CHECK YOUR UNDERSTANDING:
• 1. In the ice-climbing essay, rewrite the paragraph that begins "Things can always get worse" more briefly, keeping its main facts.
• 2. Answer these questions from the ice-climbing essay:
(a) In what city and state is M.D. Anderson Cancer Center?
(b) What has the writer swung ice tools into since the diagnosis?
(c) What does the writer say accepting risk and overcoming hardship allows?
• 3. Extract the passage of the ice-climbing essay from "Things can always" up to and including "lifetime of suffering.".

STUDY TEXT:
Why I Climb Ice -
Walt Whitman, while working as a nurse in Union hospitals
during the American Civil War wrote that “death loses all it’s terrors” after
seeing “so many cases where it was welcome and a relief”. Those words swim to the surface of my
conscious as I walk the halls of M.D. Anderson Cancer Center in Houston, Texas.
A hundred or so people crowd the waiting room of the Leukemia
Department and I recognize myself in all of them: their grey skin, their yellow
eyes, their thin frames and bald heads. These are my people. Fifteen months of
facing death and being surrounded by death has only embellished my cynicism and eroded my bitterness. Still, at my home in Colorado I abide to a resolution of delusional
optimism by sharpening the picks of my ice tools (I haven’t swung my tools into
anything other than two by fours since I was diagnosed with Leukemia fifteen
months ago). I’ll likely never feel that satisfying “thump” of placing my tools
into plastic-ice ever again, and still I sharpen my picks and study photographs
of the ephemeral ice smears I admire. In retrospect I feel fortunate having
learned to climb by driven and competent men, allowing me to have climbed as
many lines as I have. Still, I dwell in my disaster and fixate on the one’s
that got away. A whole lifetime’s worth of melt-freeze, melt-freeze, season
after season, defeat after defeat, the miles walked over talus and through
drifts accumulating to a distance equal to that of walking to the moon and
back, all for the chance to climb something beautiful and dangerous, impermanent
and unique.
Things can always get worse. There really is no bottom to the
depths of suffering, but I have learned that through it all we somehow
find within our selves the courage, strength, and humor needed to carry on. We can dig so deep,
and then deeper still when facing our personal tragedies, and we have the ability to view those tragedies as opportunities to grow as individuals. We seek out the lines on
mountains that call to us in search of the same opportunity, and by accepting
risk, overcoming discomfort and hardship, we are allowed fleeting moments of Nirvana,
of grace. This is why I climb ice. My wanting for more routes, more fruitless
treks, more screaming barfies, more defeats and occasional moments of success
has kept me going day in and day out through what feels like a lifetime of suffering.
A slow death is calling me and I know she’ll be a welcome relief when she
arrives - whether that be in this hospital bed or years from now in the
mountains where I have searched for and found dazzling smears of ice that
appear for a number of hours on the flanks of granite walls and then disappear
in a matter of minutes beneath a fierce western sun… I hope it’s the latter.

DATA:
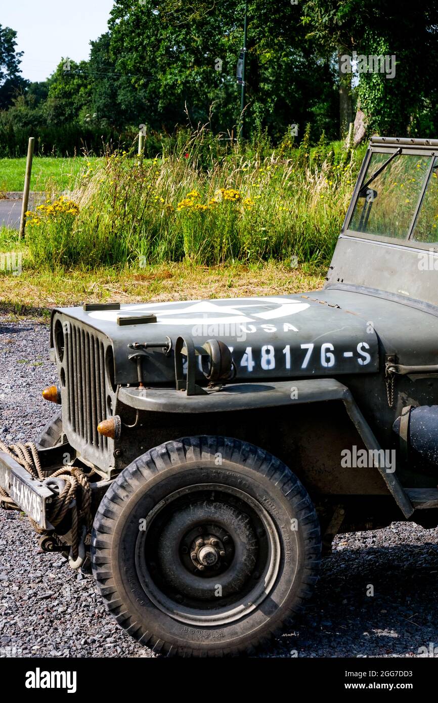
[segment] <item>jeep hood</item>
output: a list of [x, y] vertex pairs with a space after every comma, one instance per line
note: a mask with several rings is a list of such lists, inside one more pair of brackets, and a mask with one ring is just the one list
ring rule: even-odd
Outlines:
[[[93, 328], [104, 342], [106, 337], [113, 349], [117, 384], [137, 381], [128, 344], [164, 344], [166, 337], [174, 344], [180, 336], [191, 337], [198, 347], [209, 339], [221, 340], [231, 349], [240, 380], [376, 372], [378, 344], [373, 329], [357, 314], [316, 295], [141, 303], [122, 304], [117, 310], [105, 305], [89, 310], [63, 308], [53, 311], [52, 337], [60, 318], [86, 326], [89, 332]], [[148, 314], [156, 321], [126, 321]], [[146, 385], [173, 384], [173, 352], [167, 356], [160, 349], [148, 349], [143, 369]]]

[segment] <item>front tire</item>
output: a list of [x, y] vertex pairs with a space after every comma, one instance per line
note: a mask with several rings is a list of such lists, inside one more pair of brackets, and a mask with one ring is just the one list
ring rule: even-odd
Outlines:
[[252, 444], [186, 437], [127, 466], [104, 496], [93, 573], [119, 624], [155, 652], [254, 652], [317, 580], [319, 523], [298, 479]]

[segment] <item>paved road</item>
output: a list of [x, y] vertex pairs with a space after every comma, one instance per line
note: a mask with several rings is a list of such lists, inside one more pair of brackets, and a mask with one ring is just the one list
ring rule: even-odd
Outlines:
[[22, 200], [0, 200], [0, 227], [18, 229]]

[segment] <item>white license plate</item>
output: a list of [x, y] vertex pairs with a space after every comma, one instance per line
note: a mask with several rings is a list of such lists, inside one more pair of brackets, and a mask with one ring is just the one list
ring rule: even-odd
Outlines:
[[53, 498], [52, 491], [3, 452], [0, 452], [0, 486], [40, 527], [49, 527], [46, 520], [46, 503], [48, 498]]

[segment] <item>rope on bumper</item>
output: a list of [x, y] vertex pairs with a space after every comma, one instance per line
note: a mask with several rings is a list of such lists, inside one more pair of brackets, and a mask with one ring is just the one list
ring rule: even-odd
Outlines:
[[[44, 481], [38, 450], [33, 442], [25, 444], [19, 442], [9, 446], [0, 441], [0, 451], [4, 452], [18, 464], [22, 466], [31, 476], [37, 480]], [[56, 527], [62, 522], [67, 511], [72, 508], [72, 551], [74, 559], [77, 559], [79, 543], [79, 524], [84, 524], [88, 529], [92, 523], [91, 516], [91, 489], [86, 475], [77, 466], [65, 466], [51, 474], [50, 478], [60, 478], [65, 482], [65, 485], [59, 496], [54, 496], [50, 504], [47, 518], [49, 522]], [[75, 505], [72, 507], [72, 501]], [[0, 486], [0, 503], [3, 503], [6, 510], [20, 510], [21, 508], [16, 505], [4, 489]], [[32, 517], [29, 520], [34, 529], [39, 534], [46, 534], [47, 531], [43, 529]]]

---

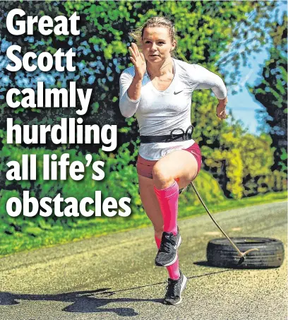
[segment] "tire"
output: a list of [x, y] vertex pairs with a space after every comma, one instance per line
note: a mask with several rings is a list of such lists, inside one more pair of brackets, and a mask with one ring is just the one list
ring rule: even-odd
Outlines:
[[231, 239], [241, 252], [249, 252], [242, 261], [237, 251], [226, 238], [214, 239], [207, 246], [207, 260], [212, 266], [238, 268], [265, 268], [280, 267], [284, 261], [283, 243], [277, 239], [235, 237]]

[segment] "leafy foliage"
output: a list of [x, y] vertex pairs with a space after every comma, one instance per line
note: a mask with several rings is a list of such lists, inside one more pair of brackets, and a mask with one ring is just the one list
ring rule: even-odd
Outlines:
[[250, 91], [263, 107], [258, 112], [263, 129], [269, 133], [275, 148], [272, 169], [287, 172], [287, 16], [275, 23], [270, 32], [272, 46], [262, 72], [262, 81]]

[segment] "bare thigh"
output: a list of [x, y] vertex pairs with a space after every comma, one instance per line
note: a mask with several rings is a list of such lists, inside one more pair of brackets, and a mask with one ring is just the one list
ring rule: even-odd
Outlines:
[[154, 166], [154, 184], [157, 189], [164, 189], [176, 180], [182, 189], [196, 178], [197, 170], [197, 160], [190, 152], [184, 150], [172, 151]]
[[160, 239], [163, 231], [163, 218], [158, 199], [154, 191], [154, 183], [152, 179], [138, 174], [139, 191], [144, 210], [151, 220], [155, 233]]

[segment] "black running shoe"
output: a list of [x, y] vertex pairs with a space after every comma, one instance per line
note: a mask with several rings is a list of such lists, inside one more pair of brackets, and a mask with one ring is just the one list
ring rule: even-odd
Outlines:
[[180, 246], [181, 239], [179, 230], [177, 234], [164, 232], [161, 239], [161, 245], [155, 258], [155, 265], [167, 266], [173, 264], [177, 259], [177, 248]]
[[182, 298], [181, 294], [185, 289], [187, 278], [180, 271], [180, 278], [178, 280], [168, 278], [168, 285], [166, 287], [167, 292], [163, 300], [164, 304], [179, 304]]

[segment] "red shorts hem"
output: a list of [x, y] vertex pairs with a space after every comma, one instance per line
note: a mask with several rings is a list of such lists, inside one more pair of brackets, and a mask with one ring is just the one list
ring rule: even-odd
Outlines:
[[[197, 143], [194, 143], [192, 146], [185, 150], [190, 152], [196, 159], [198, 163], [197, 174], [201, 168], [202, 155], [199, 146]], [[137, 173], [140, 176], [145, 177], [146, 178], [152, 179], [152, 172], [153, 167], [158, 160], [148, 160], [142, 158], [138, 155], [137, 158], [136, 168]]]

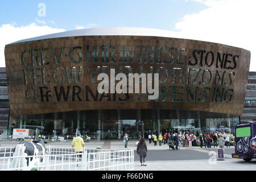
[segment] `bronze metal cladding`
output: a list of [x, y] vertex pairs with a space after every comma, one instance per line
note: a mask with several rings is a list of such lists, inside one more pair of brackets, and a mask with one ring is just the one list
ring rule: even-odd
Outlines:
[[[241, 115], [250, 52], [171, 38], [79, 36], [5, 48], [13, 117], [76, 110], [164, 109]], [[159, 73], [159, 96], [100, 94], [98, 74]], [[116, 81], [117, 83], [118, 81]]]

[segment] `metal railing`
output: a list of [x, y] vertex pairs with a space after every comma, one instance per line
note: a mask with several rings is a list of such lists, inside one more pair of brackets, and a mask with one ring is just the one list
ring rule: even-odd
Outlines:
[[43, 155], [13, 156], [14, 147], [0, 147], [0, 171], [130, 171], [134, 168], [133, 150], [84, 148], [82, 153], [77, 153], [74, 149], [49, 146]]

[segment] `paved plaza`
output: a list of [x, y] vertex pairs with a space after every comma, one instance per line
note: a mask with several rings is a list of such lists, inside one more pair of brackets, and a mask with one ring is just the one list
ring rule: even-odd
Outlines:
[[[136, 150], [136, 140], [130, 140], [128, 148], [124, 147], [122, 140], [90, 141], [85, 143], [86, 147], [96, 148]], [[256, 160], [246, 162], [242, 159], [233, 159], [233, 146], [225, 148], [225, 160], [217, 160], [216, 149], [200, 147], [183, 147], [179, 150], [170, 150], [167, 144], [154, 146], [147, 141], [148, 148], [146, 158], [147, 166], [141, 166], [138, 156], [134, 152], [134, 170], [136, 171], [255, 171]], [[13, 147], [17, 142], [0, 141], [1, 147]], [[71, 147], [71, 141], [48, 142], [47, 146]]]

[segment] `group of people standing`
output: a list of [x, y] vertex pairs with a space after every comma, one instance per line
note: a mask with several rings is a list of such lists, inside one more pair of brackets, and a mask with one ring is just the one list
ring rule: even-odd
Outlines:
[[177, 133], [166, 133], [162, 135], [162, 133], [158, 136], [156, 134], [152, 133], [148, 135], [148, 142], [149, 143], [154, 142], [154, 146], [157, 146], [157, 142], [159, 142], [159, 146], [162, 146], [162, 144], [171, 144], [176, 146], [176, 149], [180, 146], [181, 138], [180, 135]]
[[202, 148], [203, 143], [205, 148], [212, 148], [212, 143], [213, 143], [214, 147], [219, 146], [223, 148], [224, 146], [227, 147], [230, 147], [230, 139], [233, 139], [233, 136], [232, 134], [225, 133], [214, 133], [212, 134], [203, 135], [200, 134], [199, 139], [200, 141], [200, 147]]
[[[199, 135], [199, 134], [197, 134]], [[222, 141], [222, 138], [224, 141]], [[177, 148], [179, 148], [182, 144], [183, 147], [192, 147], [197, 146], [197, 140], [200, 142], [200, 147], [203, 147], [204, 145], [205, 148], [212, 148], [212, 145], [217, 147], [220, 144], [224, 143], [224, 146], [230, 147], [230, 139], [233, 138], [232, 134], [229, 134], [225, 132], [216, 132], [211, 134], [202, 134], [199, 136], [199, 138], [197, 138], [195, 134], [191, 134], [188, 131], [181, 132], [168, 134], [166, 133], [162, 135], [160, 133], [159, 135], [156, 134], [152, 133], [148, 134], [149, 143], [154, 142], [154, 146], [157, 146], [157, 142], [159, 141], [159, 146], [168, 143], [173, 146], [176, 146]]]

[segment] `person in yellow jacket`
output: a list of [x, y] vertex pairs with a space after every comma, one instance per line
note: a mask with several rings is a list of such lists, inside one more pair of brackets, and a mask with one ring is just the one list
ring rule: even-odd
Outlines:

--

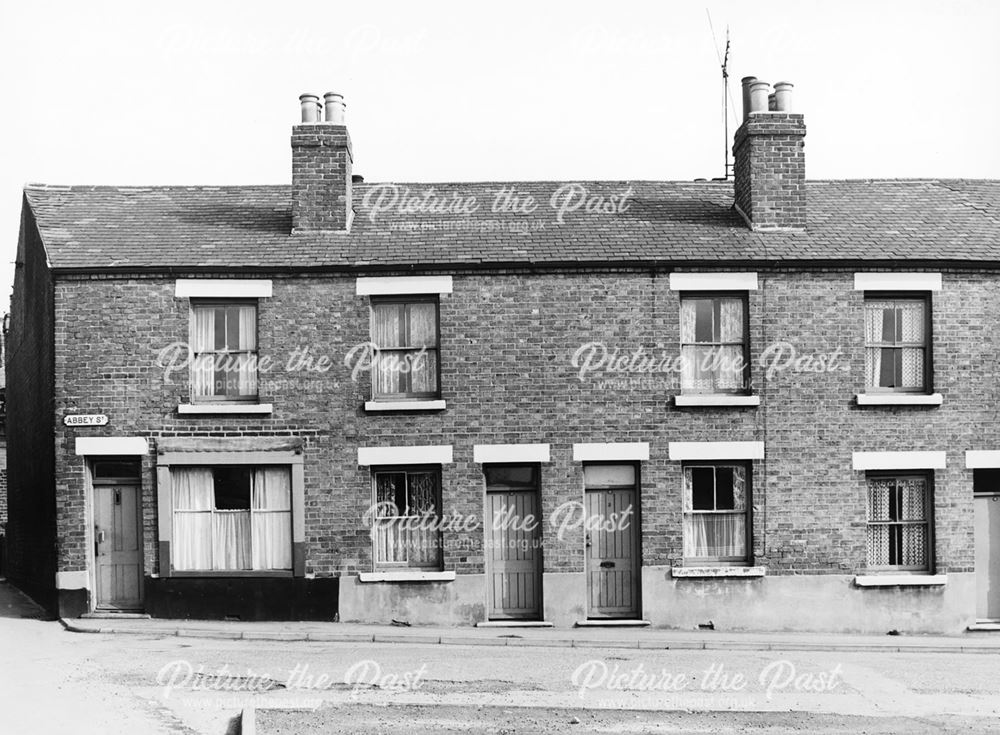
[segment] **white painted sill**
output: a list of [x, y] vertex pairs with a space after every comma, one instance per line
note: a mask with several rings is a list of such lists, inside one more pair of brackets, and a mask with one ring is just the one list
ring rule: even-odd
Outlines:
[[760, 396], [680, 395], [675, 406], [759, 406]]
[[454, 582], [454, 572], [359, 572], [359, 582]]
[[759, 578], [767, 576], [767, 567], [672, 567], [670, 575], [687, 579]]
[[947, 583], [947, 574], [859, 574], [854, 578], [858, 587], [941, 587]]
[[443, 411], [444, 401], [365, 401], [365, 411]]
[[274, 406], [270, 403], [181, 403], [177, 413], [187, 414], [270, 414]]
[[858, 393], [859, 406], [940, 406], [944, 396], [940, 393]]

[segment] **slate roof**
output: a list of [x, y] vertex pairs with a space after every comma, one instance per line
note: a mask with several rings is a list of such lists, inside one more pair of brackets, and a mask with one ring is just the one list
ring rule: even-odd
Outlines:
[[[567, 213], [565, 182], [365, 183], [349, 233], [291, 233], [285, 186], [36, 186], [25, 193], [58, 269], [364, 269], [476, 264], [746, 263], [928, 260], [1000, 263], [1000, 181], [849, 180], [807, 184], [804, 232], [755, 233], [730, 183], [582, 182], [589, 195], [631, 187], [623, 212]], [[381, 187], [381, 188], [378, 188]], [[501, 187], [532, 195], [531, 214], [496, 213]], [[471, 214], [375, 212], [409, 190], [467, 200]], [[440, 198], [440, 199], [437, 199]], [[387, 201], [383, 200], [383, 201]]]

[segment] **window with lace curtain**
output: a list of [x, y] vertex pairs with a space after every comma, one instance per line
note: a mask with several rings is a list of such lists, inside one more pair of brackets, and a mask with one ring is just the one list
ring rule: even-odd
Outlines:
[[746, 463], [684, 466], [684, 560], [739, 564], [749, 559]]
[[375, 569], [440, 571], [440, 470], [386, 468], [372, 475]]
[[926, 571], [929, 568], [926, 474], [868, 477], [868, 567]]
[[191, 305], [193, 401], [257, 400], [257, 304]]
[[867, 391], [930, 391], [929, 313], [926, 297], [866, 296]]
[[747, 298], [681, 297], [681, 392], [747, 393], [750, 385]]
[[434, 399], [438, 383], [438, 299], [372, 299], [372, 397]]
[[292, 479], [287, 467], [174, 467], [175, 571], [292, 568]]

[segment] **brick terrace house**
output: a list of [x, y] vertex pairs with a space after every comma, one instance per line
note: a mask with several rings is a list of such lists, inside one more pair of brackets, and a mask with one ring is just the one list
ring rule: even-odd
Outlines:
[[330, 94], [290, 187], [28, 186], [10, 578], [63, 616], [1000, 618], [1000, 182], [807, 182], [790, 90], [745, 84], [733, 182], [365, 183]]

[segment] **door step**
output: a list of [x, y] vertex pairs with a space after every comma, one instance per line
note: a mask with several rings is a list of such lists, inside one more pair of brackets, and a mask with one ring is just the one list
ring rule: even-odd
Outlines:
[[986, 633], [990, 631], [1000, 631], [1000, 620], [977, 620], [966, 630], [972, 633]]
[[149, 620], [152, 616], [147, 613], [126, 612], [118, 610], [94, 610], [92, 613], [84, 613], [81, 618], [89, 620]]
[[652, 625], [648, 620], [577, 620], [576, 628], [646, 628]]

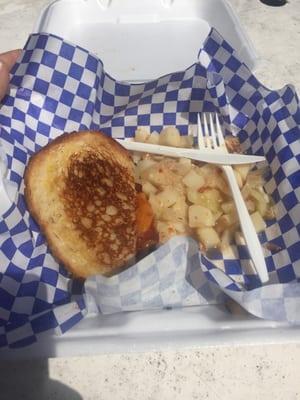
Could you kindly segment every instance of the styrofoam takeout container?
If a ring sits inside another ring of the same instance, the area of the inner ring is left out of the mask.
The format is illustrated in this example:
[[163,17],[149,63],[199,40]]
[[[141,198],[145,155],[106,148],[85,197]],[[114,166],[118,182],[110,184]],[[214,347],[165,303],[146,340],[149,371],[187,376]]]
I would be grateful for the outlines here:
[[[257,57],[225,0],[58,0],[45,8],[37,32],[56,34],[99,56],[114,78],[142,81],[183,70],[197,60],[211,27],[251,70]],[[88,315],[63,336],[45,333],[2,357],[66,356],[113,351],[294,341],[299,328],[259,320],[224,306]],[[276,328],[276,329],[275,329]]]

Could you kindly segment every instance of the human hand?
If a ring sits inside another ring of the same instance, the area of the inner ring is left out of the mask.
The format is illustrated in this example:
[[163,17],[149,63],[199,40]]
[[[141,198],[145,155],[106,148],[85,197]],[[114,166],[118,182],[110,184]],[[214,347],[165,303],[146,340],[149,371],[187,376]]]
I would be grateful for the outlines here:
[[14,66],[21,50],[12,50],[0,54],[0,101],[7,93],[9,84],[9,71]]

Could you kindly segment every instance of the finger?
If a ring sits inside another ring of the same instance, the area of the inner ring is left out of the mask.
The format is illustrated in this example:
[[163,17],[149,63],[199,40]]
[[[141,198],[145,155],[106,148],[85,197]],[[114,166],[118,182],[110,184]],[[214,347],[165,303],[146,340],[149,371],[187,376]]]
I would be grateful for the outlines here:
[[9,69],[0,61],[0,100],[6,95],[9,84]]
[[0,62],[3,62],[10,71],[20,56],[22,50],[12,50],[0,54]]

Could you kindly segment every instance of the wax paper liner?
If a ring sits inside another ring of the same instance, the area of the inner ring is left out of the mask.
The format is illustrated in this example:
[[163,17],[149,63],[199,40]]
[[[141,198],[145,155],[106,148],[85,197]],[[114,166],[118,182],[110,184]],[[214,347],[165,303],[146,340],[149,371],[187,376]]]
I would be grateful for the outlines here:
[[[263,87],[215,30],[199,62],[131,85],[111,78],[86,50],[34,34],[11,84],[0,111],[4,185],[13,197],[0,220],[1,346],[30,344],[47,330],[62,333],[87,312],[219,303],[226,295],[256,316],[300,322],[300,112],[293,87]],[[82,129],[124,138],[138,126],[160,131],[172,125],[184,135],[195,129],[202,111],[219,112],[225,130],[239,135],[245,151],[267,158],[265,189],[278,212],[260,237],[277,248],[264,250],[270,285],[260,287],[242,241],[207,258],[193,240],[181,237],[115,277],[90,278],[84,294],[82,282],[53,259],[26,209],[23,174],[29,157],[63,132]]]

ANSWERS TO THE TASKS:
• 1. Suffering has no bottom, yet people find the courage, strength, and humor to carry on. They dig deeper and deeper and can treat their tragedies as chances to grow. The writer seeks lines on mountains for that same chance. Accepting risk and enduring hardship brings brief moments of grace, and this is why the writer climbs ice. The wish for more routes, treks, screaming barfies, defeats, and rare successes has kept the writer going through long suffering. The writer expects a slow death to be a welcome relief. It may come in the hospital bed or years from now in the mountains, among ice smears that appear briefly on granite walls, and the writer hopes for the mountains.

• 2.
(a) Houston, Texas.
(b) Two by fours.
(c) Fleeting moments of Nirvana, of grace.

• 3.
Things can always get worse. There really is no bottom to the
depths of suffering, but I have learned that through it all we somehow
find within our selves the courage, strength, and humor needed to carry on. We can dig so deep,
and then deeper still when facing our personal tragedies, and we have the ability to view those tragedies as opportunities to grow as individuals. We seek out the lines on
mountains that call to us in search of the same opportunity, and by accepting
risk, overcoming discomfort and hardship, we are allowed fleeting moments of Nirvana,
of grace. This is why I climb ice. My wanting for more routes, more fruitless
treks, more screaming barfies, more defeats and occasional moments of success
has kept me going day in and day out through what feels like a lifetime of suffering.